▸ ACTION ITEM: Scan the records below and say how many lines include the word "white", giving no other text.

--- START ---

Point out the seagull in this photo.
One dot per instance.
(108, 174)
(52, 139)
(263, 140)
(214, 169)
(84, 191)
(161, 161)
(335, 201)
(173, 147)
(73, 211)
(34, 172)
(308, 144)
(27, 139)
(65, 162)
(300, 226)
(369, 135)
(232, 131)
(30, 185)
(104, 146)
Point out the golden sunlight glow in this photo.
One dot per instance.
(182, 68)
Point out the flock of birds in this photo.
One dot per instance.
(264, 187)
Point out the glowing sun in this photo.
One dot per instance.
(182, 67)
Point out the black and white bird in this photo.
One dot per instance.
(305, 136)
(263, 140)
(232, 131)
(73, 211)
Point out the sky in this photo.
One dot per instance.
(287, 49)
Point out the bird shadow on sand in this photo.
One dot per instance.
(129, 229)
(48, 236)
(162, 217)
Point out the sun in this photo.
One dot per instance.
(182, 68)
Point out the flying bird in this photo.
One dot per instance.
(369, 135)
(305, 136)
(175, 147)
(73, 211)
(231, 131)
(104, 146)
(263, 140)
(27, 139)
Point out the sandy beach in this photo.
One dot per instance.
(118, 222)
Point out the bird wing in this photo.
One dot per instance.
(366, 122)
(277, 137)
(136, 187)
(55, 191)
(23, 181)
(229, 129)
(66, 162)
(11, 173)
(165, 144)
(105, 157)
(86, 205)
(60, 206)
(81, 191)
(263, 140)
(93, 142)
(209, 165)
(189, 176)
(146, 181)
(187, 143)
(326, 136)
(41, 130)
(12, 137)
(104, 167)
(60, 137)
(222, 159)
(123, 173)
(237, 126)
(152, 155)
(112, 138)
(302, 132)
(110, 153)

--- END ---
--- START ---

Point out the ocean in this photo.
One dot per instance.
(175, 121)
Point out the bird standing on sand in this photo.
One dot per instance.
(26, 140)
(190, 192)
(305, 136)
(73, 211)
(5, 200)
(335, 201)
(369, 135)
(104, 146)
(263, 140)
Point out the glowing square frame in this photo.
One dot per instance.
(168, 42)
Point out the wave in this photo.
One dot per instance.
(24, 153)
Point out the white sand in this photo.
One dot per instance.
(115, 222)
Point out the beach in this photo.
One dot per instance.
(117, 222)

--- END ---

▸ REPLY TO THE EXERCISE: 2